## Requirement
Could you return every one of the rows below word for word, with the pictures left out?

++++ Information provided

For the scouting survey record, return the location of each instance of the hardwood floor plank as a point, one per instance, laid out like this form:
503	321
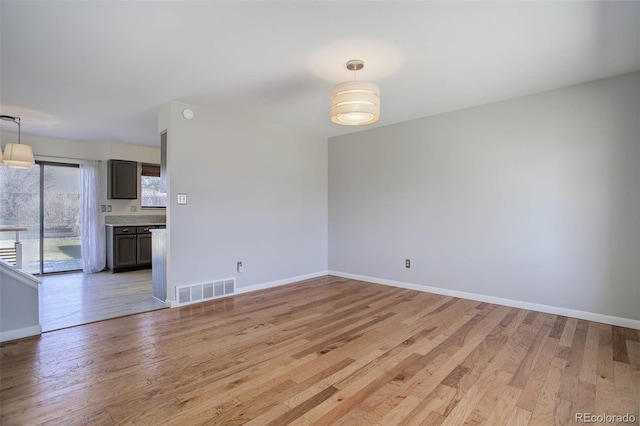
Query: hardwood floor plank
544	412
323	351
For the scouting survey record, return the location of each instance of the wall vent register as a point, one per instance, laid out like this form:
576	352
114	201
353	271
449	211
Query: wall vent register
195	293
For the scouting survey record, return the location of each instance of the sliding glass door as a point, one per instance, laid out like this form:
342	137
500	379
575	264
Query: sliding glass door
45	199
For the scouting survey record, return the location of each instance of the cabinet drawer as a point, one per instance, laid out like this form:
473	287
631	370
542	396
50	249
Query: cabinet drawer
145	229
124	230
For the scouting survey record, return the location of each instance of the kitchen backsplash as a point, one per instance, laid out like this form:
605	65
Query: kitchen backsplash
146	219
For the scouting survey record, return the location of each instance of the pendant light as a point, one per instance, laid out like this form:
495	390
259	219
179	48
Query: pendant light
17	155
355	103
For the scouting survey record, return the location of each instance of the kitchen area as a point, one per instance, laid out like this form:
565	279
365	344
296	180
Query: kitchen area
133	211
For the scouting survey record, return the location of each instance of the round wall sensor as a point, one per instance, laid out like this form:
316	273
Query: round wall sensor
187	113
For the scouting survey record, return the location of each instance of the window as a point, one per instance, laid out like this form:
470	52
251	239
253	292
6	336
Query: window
150	194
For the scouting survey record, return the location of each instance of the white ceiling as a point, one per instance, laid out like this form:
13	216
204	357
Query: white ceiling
99	71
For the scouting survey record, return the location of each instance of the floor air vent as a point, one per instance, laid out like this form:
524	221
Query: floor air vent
194	293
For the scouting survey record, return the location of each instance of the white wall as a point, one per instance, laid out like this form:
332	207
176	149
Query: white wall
62	150
19	303
535	199
256	193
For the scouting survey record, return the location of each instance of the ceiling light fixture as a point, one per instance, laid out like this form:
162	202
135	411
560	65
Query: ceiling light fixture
17	155
355	103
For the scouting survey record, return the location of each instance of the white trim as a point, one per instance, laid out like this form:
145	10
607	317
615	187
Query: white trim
556	310
19	275
263	286
277	283
20	333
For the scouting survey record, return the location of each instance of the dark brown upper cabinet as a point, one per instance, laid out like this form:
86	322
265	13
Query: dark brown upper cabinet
122	180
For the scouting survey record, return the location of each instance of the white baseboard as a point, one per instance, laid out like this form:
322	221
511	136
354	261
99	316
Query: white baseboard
556	310
271	284
263	286
33	330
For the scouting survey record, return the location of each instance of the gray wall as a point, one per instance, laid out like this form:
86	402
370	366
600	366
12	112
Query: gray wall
535	199
256	193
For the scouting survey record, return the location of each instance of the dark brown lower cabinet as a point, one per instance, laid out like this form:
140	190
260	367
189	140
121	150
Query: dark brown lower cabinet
128	247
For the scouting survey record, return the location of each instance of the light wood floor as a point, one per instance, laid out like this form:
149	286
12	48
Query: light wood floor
76	298
326	351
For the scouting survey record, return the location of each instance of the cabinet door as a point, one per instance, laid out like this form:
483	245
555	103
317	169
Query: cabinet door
122	182
125	250
144	249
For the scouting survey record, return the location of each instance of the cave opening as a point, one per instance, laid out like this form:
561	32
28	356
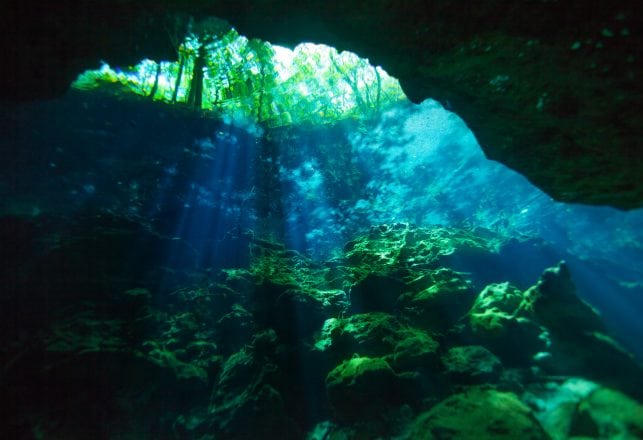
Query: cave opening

++++++++

## Correct output
For the scouting survey record, return the location of each instance of the hardwood floor plank as a point, one per instance, laid out like this form:
503	321
Query: hardwood floor plank
544	412
323	351
For the scouting survey record, return the location of each instance of the wall vent register as a point, one per instance, laid out like this form:
576	352
114	201
353	271
449	211
Query: wall vent register
195	293
For the scouting survey record, return the location of each instance of the sliding glass door as a point, one per instance, laid out like this form:
342	137
500	379
575	264
Query: sliding glass door
45	199
For the scouting survey record, return the location of each instance of the cabinet drawer as a point, one per instance, laid out like this form:
473	287
631	370
542	396
50	249
Query: cabinet drawer
145	229
124	230
For the scouting survey record, return the location of each instance of the kitchen backsplash as a point, one per instance, laid out like this form:
605	65
Query: kitchen backsplash
146	219
For the scouting survey record, return the location of each instance of the pendant light as a point, one per instance, laid out like this form:
495	390
259	219
179	48
Query: pendant light
17	155
355	103
For the scouting survey record, return the location of each instance of the kitchen area as a point, one per instance, laid out like this form:
565	279
365	344
296	180
Query: kitchen area
133	211
For the scouting survey record, return the location of each instance of the round wall sensor as a point, one per instance, laid out like this form:
316	273
Query: round wall sensor
187	113
For the scouting survey record, return the location of each instance of the window as a point, one per instance, laid out like this form:
470	52
251	239
253	292
6	336
Query: window
150	194
For the scouting survey record, return the location of each instance of the white ceiling as a point, one per instance, laid out like this form:
13	216
204	357
Query: white ceiling
99	71
For the scouting survey record, return the location of each instance of the floor air vent as a point, one per instance, laid out like this form:
524	221
Query: floor air vent
194	293
For the scouting survey record, return the location of each instance of the white wall as a point, one per instance, laid out like this form:
332	207
176	149
Query: white wall
62	150
19	303
535	199
256	193
For the scouting survey record, return the location of each instance of the ceiling light fixture as a point, one per instance, laid out like this form:
162	202
135	411
560	65
Query: ceiling light fixture
17	155
355	103
For the scouting survey record, return the location of each instance of the white trim as a point, one per instance, laid out like this form:
145	10
607	317
615	187
Query: white trim
556	310
19	275
263	286
277	283
20	333
For the scouting survey record, return the location of each instance of the dark brown upper cabinet as a point, one per instance, laid out like this form:
86	322
265	13
Query: dark brown upper cabinet
122	180
For the scouting survey record, return the location of each instance of the white baseboard as a point, one per instance, laid out like this form:
322	221
511	136
354	261
99	316
Query: white baseboard
556	310
271	284
263	286
33	330
For the scouting survey record, return the location of each instance of the gray wall as a point, one per instance, laid out like this form:
86	402
370	366
600	366
12	112
Query: gray wall
535	199
256	193
For the scouting survey record, return the location of each instance of the dark brown lower cabinet as a point, one per instance, laid out like this form:
140	190
260	367
189	140
121	150
Query: dark brown lower cabinet
128	247
For the scouting survey record, return the location of each instance of the light wood floor as a point, one per instance, laid out like this form:
149	286
12	48
Query: light wood floor
76	298
326	351
For the scouting survey record, return the location of each instance of the cabinet door as a point, one per instance, laid out like this form:
483	245
555	103
317	169
Query: cabinet door
122	182
125	250
144	249
For the scouting survey record, return the location of each instance of the cave opening as a point, one per instance, laid out like this form:
561	32
28	356
Query: cave opening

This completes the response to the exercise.